■ Quoted text ■
If you want to used it on peer-only mode, skip the etcd_relation_name and cluster_id parameters in the RollingOpsManager constructor:

from charmlibs.rollingops import RollingOpsManager

class MyCharm(CharmBase):
    def __init__(self, *args):
        super().__init__(*args)

        my_sync_backend = MySyncLockBackend()
        self.rollingops = RollingOpsManager(
            charm=self,
            callback_targets={
                "restart": self._restart_unit,
            },
            peer_relation_name="my-peers",
            sync_lock_targets={
                "my-lock" : my_sync_backend,
            },
        )

Beware that the sync_lock_targets is also optional, but if no provided, the sync lock cannot be used

Migration from v0

The charmlibs-rollingops library introduces a more robust and predictable execution model, addressing several limitations of the previous implementation.

■ Stated goal A ■
In the RollingOpsManager text, which two constructor parameters are left out to run in peer-only mode?
■ Stated goal B ■
Write a continuation of the RollingOpsManager text that picks up after its final sentence.

■ Source excerpt ■

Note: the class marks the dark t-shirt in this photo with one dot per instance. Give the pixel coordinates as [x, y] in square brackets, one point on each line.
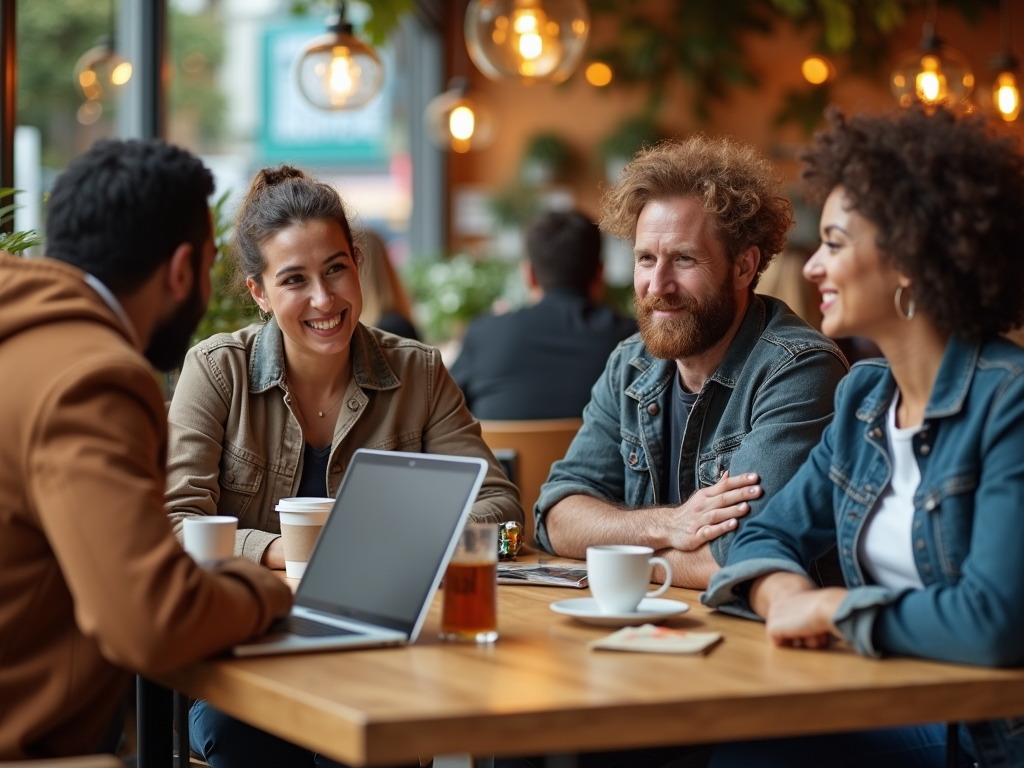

■ Final answer A ■
etcd_relation_name and cluster_id

■ Final answer B ■
In v0, coordination issues could lead to unexpected or unsafe behavior:

  • Deferred callbacks could break mutual exclusion, causing operations to run without a lock

  • Multiple lock requests could overwrite each other, silently dropping operations

  • Exceptions during callbacks could leave the system in a stuck state.

The new version introduces:

  • Safe handling of deferred callbacks, preserving lock guarantees

  • A per-unit operation queue, ensuring all requests are preserved and executed

  • Explicit retry semantics, allowing controlled and predictable failure handling

  • Support for rolling operations across multiple applications (via etcd)

Key migration changes:

  • New RollingOpsManager constructor Replace relation and callback with peer_relation_name and callback_targets (mapping of callback IDs to methods).

  • New callback signature and contract Callbacks no longer receive an event, must accept **kwargs, and must return an OperationResult.

  • New async lock request API Replace event emission (acquire_lock.emit) with request_async_lock(callback_id=..., kwargs=..., max_retry=...).

Manager initialization

Before, the manager accepted a single relation name and a single callback:

from charms.rolling_ops.v0.rollingops import RollingOpsManager

self.restart_manager = RollingOpsManager(
    charm=self,
    relation="restart",
    callback=self._restart,
)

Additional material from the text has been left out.